Work instructions =
Transcribe, word for word, every line from the one containing "In this exercise you will indicate the man in" through the final line of the records, and omit the pictures.

Input records =
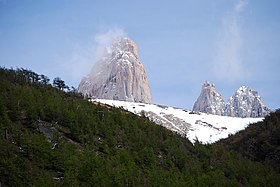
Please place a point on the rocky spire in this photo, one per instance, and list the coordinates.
(118, 75)
(209, 101)
(246, 103)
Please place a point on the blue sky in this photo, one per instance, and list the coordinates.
(181, 43)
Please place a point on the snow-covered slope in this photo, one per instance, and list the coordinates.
(246, 102)
(207, 128)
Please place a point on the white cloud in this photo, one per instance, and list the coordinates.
(84, 55)
(228, 64)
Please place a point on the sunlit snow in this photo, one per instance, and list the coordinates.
(206, 128)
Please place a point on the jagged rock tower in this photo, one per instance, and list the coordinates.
(246, 103)
(209, 101)
(118, 75)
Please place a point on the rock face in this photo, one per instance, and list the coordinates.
(246, 103)
(118, 75)
(209, 101)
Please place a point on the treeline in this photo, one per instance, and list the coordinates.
(25, 76)
(259, 142)
(49, 137)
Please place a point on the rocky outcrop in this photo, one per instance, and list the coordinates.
(118, 75)
(209, 101)
(246, 103)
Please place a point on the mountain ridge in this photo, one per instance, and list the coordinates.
(245, 102)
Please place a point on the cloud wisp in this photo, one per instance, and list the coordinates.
(85, 55)
(227, 63)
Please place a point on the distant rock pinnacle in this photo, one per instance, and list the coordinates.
(209, 101)
(118, 75)
(246, 103)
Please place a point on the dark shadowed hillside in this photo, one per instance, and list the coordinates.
(49, 137)
(260, 141)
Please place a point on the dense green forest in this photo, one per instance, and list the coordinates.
(51, 136)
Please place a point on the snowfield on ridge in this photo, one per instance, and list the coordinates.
(207, 128)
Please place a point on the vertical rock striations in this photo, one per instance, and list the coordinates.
(209, 101)
(118, 75)
(245, 103)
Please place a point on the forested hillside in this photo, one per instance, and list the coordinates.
(52, 136)
(260, 141)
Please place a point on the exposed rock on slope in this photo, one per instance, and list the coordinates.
(209, 101)
(118, 75)
(246, 103)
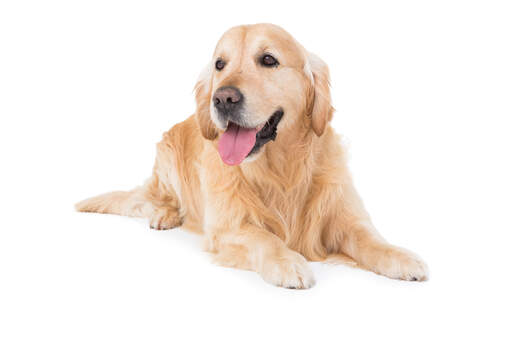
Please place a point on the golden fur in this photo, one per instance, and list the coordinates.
(294, 201)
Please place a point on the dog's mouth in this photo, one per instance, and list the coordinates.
(238, 142)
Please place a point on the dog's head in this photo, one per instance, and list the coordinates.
(259, 83)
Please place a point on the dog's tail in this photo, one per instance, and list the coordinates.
(131, 203)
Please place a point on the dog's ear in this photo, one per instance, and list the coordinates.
(203, 96)
(320, 110)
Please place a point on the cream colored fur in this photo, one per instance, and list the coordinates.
(292, 202)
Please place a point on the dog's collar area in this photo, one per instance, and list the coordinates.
(268, 132)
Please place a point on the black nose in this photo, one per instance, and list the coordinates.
(228, 100)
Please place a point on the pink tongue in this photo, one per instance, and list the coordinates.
(236, 143)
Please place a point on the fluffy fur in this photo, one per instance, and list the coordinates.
(294, 201)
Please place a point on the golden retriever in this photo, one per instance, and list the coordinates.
(259, 171)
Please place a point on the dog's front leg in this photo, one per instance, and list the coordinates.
(363, 243)
(254, 248)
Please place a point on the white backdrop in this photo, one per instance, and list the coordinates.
(423, 98)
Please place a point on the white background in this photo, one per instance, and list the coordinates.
(423, 98)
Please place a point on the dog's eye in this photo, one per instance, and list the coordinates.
(219, 64)
(268, 60)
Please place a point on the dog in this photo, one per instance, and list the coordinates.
(259, 171)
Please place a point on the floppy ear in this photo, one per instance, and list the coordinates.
(321, 111)
(203, 95)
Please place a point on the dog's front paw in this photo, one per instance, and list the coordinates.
(289, 270)
(402, 264)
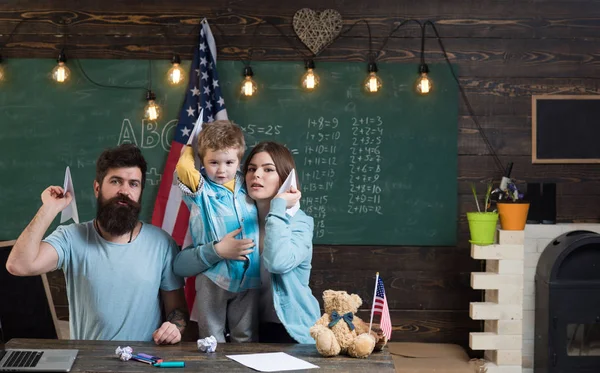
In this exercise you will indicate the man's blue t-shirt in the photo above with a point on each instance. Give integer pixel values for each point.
(113, 289)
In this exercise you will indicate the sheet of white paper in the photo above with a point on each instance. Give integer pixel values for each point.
(70, 212)
(272, 362)
(287, 184)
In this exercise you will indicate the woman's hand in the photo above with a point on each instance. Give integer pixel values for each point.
(291, 197)
(231, 248)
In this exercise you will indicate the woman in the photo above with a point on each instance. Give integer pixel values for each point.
(287, 307)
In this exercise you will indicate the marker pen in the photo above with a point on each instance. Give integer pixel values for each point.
(142, 359)
(155, 359)
(170, 364)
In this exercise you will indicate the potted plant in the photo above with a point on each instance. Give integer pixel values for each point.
(482, 224)
(511, 206)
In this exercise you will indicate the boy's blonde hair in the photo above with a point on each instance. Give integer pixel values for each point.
(220, 135)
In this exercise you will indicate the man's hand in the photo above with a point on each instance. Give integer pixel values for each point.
(55, 199)
(231, 248)
(291, 196)
(168, 333)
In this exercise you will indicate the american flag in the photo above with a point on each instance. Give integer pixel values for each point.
(203, 92)
(380, 307)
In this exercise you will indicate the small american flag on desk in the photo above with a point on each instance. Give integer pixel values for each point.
(380, 307)
(203, 95)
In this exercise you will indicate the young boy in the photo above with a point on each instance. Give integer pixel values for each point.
(228, 271)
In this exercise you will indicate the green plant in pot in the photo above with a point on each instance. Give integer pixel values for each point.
(482, 224)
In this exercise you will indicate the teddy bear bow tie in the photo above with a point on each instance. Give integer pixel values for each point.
(348, 317)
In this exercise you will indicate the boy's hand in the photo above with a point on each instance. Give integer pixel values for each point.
(55, 198)
(231, 248)
(291, 196)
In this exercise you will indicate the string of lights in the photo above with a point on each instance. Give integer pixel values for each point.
(310, 80)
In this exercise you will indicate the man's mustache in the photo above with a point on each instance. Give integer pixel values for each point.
(121, 198)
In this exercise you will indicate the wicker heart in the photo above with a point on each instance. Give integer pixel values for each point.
(317, 29)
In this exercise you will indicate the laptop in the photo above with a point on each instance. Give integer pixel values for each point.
(41, 360)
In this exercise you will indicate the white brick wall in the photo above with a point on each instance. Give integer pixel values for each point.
(537, 237)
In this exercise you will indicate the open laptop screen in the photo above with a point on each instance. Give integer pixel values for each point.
(42, 360)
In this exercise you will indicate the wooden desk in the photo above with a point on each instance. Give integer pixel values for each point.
(99, 356)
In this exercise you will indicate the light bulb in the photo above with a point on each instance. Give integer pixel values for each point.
(248, 85)
(373, 82)
(424, 84)
(61, 72)
(175, 73)
(151, 111)
(310, 80)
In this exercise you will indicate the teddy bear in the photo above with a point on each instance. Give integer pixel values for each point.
(339, 331)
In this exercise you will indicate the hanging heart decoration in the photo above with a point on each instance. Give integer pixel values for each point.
(317, 29)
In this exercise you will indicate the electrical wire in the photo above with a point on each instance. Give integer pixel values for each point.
(466, 100)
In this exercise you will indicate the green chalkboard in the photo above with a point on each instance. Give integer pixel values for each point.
(374, 170)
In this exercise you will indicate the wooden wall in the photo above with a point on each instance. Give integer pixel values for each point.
(505, 52)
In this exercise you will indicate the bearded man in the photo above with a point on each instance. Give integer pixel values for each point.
(118, 270)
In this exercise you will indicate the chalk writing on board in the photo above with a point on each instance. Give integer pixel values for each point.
(153, 176)
(320, 164)
(151, 135)
(365, 166)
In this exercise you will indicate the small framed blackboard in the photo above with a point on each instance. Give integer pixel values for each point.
(565, 129)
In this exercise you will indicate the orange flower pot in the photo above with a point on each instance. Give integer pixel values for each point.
(513, 215)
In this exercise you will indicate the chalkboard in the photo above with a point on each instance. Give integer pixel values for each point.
(565, 129)
(374, 170)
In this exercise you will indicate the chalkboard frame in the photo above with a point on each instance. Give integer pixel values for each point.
(535, 158)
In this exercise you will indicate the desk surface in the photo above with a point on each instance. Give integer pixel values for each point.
(99, 356)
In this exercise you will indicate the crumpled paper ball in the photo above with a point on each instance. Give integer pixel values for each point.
(208, 344)
(124, 353)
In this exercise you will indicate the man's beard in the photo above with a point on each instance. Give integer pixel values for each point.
(117, 219)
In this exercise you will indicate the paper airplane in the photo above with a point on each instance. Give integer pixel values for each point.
(69, 212)
(287, 184)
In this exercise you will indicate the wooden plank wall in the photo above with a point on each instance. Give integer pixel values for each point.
(505, 51)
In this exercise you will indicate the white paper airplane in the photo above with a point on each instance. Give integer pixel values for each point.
(70, 212)
(287, 184)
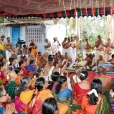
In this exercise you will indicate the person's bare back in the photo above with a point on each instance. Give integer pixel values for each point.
(46, 69)
(106, 81)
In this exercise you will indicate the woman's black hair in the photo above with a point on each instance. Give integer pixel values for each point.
(39, 84)
(23, 85)
(1, 91)
(31, 62)
(21, 62)
(61, 80)
(49, 106)
(112, 86)
(17, 70)
(56, 62)
(83, 75)
(11, 60)
(1, 64)
(55, 76)
(38, 72)
(97, 85)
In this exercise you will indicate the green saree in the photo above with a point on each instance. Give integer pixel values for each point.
(104, 106)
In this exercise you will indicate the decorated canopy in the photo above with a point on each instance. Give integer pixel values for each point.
(55, 8)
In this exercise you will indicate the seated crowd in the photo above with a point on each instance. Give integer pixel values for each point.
(39, 85)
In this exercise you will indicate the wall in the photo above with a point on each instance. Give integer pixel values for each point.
(57, 30)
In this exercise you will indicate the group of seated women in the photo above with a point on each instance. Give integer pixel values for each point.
(55, 98)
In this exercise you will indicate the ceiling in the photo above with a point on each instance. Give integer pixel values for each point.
(25, 7)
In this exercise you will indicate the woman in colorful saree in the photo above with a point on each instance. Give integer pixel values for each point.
(23, 95)
(62, 93)
(10, 108)
(94, 102)
(82, 88)
(55, 76)
(50, 106)
(11, 86)
(42, 93)
(110, 94)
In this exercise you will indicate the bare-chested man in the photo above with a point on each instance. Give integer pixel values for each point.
(108, 49)
(43, 60)
(106, 81)
(8, 47)
(47, 46)
(91, 64)
(73, 45)
(48, 67)
(80, 48)
(88, 47)
(67, 58)
(55, 46)
(69, 47)
(25, 50)
(64, 46)
(99, 44)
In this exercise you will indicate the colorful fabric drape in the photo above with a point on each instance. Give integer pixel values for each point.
(36, 104)
(20, 106)
(104, 106)
(70, 13)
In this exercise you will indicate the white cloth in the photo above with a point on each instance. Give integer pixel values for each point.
(48, 50)
(97, 53)
(8, 55)
(55, 47)
(73, 55)
(69, 51)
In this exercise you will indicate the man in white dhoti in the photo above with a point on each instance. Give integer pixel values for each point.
(8, 47)
(108, 49)
(99, 45)
(88, 47)
(64, 46)
(80, 48)
(55, 46)
(47, 46)
(73, 45)
(69, 47)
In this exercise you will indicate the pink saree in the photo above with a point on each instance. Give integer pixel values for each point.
(20, 106)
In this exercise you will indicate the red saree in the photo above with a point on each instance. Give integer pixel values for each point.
(78, 93)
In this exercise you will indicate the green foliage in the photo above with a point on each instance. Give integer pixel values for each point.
(91, 27)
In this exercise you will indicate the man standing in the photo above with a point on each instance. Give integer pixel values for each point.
(47, 46)
(88, 47)
(55, 46)
(73, 45)
(99, 44)
(69, 47)
(64, 46)
(80, 48)
(8, 47)
(3, 42)
(108, 49)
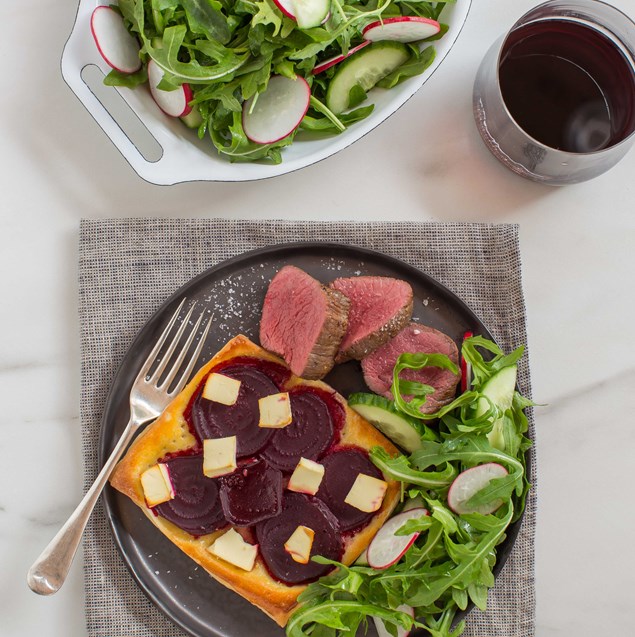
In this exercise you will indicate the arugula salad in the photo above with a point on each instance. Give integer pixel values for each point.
(252, 74)
(463, 484)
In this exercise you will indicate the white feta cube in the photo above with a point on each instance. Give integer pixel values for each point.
(219, 456)
(306, 477)
(367, 493)
(275, 411)
(298, 546)
(221, 389)
(233, 549)
(156, 484)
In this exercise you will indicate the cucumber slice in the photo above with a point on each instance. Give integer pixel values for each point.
(500, 390)
(364, 69)
(381, 412)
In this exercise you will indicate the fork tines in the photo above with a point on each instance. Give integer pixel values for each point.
(169, 357)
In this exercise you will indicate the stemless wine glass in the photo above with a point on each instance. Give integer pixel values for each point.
(554, 98)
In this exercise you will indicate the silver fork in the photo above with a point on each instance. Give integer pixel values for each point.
(148, 398)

Task output =
In this exercise you will indicate the man in white dhoti in the photo above with a point on each instance. Give integer pixel values for each point.
(8, 47)
(108, 49)
(99, 45)
(88, 47)
(64, 46)
(80, 48)
(55, 46)
(47, 46)
(73, 45)
(69, 47)
In this exercise you will indicate the pink saree in the photo above with a point on each instance. Give integer pixel values for each point.
(20, 106)
In this exercise you will indicate the red saree in the photo above with a point on each instance. Give integer pixel values for each point.
(78, 93)
In this exercise you will indicate the green foliage in the photo above with a point on each instance. Give integer pixel values for each point.
(91, 27)
In this exercise you will indicate the man standing in the photo above with a point on each instance. Give integer pixel values for each point.
(47, 46)
(88, 47)
(55, 46)
(73, 45)
(99, 44)
(69, 47)
(64, 46)
(80, 48)
(8, 47)
(3, 42)
(108, 49)
In this exercise you will indicate the arugula salad in the photo above with a point on each instance. Give integer pixel values for each point.
(252, 74)
(463, 484)
In this exercise you will indicate the white feta cube in the photo above with a point on each instance. Give integer pixel values for each point.
(219, 456)
(306, 477)
(367, 493)
(275, 411)
(298, 546)
(221, 389)
(233, 549)
(156, 484)
In this exercise you will indicate the cucumber slice in the photo above with a point on each instance. Give integer pixel values for each point.
(500, 390)
(364, 69)
(381, 412)
In this exercise you will indicate the fork tines in the photo above with a point on each instance. Give integer pixel values for each point.
(169, 357)
In this exercise you will indicate the stemless wine glass in the photo above with a point on each instance. Give integer pixel values for each point.
(554, 98)
In this exercise you will indicate the silver fork in the photo above with a point on each instance. Give integer pixel values for each point.
(148, 398)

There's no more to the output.